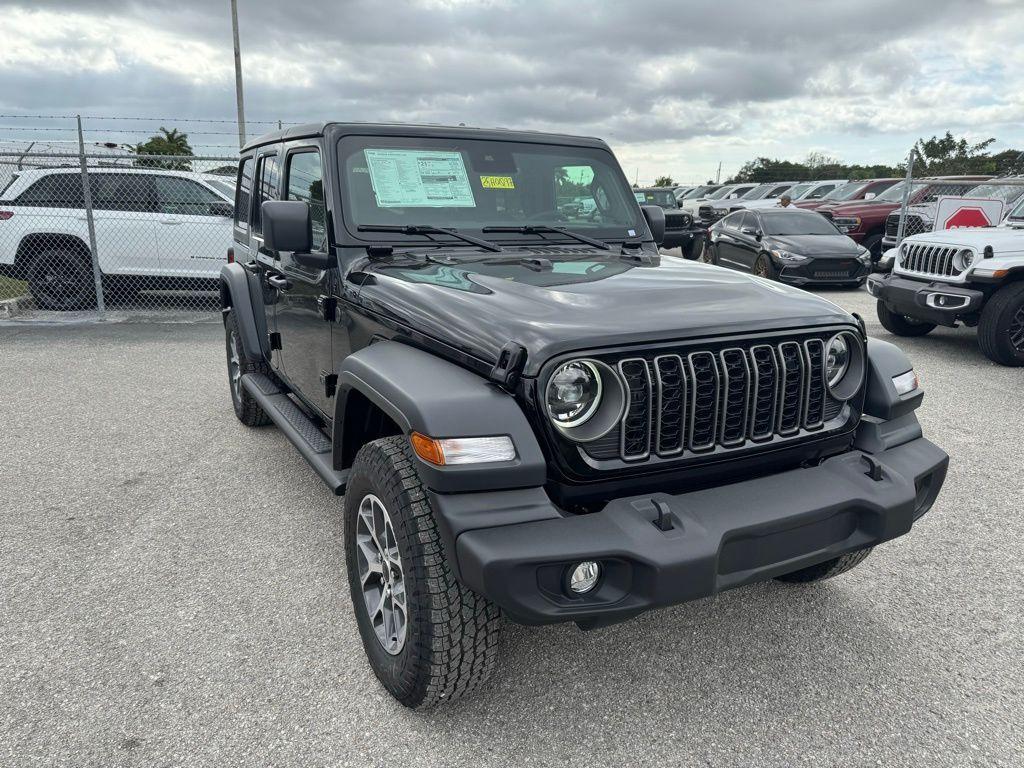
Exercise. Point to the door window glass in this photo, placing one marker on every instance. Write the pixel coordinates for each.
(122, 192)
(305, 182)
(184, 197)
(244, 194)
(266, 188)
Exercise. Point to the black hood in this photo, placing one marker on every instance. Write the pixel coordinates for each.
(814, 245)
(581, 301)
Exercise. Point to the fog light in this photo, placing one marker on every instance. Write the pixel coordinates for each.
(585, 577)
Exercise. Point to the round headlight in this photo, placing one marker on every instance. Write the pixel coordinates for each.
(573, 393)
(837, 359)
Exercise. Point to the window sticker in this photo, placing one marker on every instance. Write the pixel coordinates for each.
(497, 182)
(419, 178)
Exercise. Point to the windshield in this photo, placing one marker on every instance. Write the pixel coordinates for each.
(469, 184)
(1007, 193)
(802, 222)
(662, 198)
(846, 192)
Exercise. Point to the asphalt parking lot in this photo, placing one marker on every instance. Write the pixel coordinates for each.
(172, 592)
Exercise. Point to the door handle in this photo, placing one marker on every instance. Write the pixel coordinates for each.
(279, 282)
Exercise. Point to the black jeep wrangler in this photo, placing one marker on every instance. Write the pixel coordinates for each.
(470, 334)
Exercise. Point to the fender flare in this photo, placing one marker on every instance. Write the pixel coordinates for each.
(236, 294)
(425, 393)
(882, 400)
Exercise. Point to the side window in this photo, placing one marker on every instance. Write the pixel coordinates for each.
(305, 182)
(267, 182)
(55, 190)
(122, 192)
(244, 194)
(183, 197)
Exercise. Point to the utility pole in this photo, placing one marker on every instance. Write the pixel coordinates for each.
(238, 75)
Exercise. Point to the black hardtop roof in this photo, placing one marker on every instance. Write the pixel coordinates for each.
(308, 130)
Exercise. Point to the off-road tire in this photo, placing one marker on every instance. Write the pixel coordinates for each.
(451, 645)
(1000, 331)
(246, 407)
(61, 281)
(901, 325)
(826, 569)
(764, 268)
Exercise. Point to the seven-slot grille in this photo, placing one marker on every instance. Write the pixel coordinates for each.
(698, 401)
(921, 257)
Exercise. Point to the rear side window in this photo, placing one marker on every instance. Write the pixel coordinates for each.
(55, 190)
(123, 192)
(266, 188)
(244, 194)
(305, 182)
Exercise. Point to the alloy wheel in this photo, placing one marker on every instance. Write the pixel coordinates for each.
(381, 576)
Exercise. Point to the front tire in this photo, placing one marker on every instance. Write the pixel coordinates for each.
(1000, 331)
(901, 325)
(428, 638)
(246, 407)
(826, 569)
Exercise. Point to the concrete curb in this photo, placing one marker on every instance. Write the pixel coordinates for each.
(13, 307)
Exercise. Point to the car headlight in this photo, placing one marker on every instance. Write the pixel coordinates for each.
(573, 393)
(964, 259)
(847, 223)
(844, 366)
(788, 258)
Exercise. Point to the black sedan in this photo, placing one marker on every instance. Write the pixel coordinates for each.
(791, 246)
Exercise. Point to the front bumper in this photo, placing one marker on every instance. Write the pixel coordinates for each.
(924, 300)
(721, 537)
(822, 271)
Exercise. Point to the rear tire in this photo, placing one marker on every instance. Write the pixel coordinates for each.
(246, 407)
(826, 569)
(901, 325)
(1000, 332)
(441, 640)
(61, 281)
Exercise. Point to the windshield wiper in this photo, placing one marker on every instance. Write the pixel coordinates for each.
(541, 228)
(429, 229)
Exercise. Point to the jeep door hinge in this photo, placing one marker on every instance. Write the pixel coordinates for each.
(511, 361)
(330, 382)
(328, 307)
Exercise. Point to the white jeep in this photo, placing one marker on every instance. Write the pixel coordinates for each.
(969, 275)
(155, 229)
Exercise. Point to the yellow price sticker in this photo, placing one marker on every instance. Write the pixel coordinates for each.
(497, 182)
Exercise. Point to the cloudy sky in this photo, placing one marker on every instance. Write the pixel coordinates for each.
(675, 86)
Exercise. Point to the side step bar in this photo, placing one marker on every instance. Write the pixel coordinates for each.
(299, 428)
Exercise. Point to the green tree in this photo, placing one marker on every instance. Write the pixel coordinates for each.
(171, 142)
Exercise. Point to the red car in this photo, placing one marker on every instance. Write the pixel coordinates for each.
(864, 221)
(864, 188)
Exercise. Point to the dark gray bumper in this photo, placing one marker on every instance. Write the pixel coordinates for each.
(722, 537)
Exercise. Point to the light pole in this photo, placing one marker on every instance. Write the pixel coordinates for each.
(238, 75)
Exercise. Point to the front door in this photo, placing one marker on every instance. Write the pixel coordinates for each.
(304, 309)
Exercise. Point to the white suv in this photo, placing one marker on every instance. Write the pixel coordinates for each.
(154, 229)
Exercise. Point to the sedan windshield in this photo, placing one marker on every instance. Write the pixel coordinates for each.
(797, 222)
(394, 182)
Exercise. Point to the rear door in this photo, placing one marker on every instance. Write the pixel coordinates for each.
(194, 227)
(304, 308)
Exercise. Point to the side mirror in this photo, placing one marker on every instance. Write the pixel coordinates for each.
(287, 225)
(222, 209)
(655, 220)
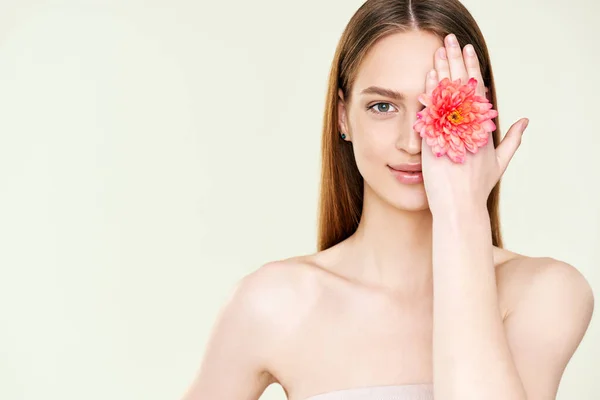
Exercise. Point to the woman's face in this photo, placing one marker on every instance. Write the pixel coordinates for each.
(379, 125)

• [Task]:
Your answer must be a verbatim copy of the entries above, with no images included.

• [Answer for the task]:
Exercise. Point to the door window glass in this photo, placing one marker on every instance. Write the pixel coordinates for each.
(122, 192)
(305, 182)
(184, 197)
(244, 194)
(266, 188)
Exercise. Point to the black hood in this photo, placing one marker on every instance. Write the pixel coordinates for each.
(814, 245)
(581, 301)
Exercise. Point to the fog light in this photo, placing one marker on every instance. Write the pixel coordinates for each.
(585, 577)
Exercise. Point to the round headlight in this photo, placing one marker on every instance. Write the pixel coordinates for each.
(573, 393)
(837, 359)
Exercise. Point to the window sticker in this photo, placing one marker on every instance. Write the pixel coordinates for each.
(497, 182)
(419, 178)
Exercise. Point to the windshield in this photo, placing one marker on every instance. Write the pixel coordinates for each.
(469, 184)
(1007, 193)
(802, 222)
(662, 198)
(846, 192)
Exercise. Point to the asphalt parking lot in this photo, placing one marker on every instance. Write the pixel coordinates for each.
(172, 592)
Exercise. Point to the door handle in this photo, placing one marker on every instance. Write the pixel coordinates for each.
(279, 282)
Exercise. Point to the black jeep wrangler in this photo, placing one marker on every instance. Write the pixel coordinates for each.
(470, 334)
Exercise. Point to the fender flare in this photo, placing one marker on every instance. Write the pixel coordinates for each.
(236, 294)
(425, 393)
(882, 400)
Exercise. Point to the side window in this photo, placing one marker on every instance. Write the pixel coordinates for each.
(305, 182)
(267, 182)
(55, 190)
(122, 192)
(244, 194)
(183, 197)
Exercise. Point to the utility pole in this photo, placing one marker on every instance. Write the pixel coordinates for each.
(238, 75)
Exercise. Point to the black hardtop roof in this photo, placing one marker on every instance. Write the pixel coordinates for each.
(308, 130)
Exercise. Point to the off-road tire in this photo, placing one marker on every instance. Write the pixel coordinates for each.
(451, 645)
(1000, 331)
(246, 407)
(61, 281)
(901, 325)
(826, 569)
(764, 268)
Exercise. Point to the seven-slot grille in this photo, placing one marker on every instance. Write the pixel coordinates for each.
(698, 401)
(921, 257)
Exercise. Point to the rear side window in this photo, placing one marker on every instance. Write the pixel coordinates for each.
(55, 190)
(123, 192)
(266, 188)
(244, 194)
(305, 182)
Exercise. Point to the alloy wheel in this photo, placing one marker on every instance. Write the pixel coordinates for each.
(381, 576)
Exercise. Point to the front tire in this photo, placing one marker on every instance. Write the pixel coordinates for each.
(1000, 331)
(901, 325)
(428, 638)
(246, 407)
(826, 569)
Exercise. Point to the concrete curb in this photo, placing one marker on every instance. Write the pixel coordinates for each.
(13, 307)
Exercise. Point to the car headlight in this photo, placing one marker on every instance. Write the pixel coordinates for each.
(573, 393)
(964, 259)
(847, 223)
(844, 366)
(788, 258)
Exercise. Point to the black sedan in this photo, placing one marker on every instance. Write the pixel coordinates for each.
(791, 246)
Exercise. Point to the front bumper in this photo, placing one marker on every instance. Write the pixel coordinates for each.
(924, 300)
(721, 537)
(822, 271)
Exercise. Point to the rear tire in this photo, placing one marker on every instance. Write the pixel coordinates for each.
(246, 407)
(826, 569)
(901, 325)
(1000, 332)
(441, 640)
(61, 281)
Exercise. Point to the windshield wiper in this photo, placing one marker on every instance. Write the pixel coordinates for each.
(541, 228)
(429, 229)
Exercise. Point to the jeep door hinge in this photo, placing one marker on every instance. Write the pixel coordinates for each.
(511, 361)
(330, 382)
(328, 307)
Exercise. Point to the white jeep in this photo, placing one marker on every instance. Write the pixel coordinates for each.
(969, 275)
(155, 229)
Exercise. Point to the yellow price sticker in this photo, placing one marker on every instance. Write the pixel coordinates for each.
(497, 182)
Exercise. Point to the cloudy sky in this photo, placing one marker on every instance. Write the pixel coordinates for each.
(675, 86)
Exercise. Point to the side step bar in this photo, placing one marker on every instance. Write the pixel coordinates for each.
(299, 428)
Exercise. Point to the green tree in this photo, placing one marker on every instance. Write the pixel coordinates for each.
(171, 142)
Exercise. Point to the red car in this photo, placing one marker on every instance. Write the pixel coordinates for each.
(864, 221)
(864, 188)
Exercise. Point to the dark gray bumper in this photo, placing one marker on every instance. Write the pixel coordinates for each.
(722, 537)
Exercise. Point to the light pole in this photo, placing one marker on every instance. Write the pixel coordinates for each.
(238, 75)
Exercise. Point to the front door in this photo, placing one marker on every instance. Write the pixel coordinates for each.
(304, 309)
Exercise. Point to the white suv in this photo, placing one marker on every instance. Write the pixel coordinates for each.
(154, 229)
Exercise. Point to the sedan windshield in this photo, placing one marker on every instance. Write the pixel coordinates for each.
(797, 222)
(394, 182)
Exercise. Point to the rear door in this photo, placing one marker on every instance. Write the pixel coordinates for each.
(194, 227)
(304, 308)
Exercise. Point to the side mirror in this photo, placing one marker on every instance. Write the pixel coordinates for each.
(287, 225)
(222, 209)
(655, 220)
Exercise. Point to the woman's face in this photo, placing one marker on every instance. Write the pixel coordinates for each.
(379, 125)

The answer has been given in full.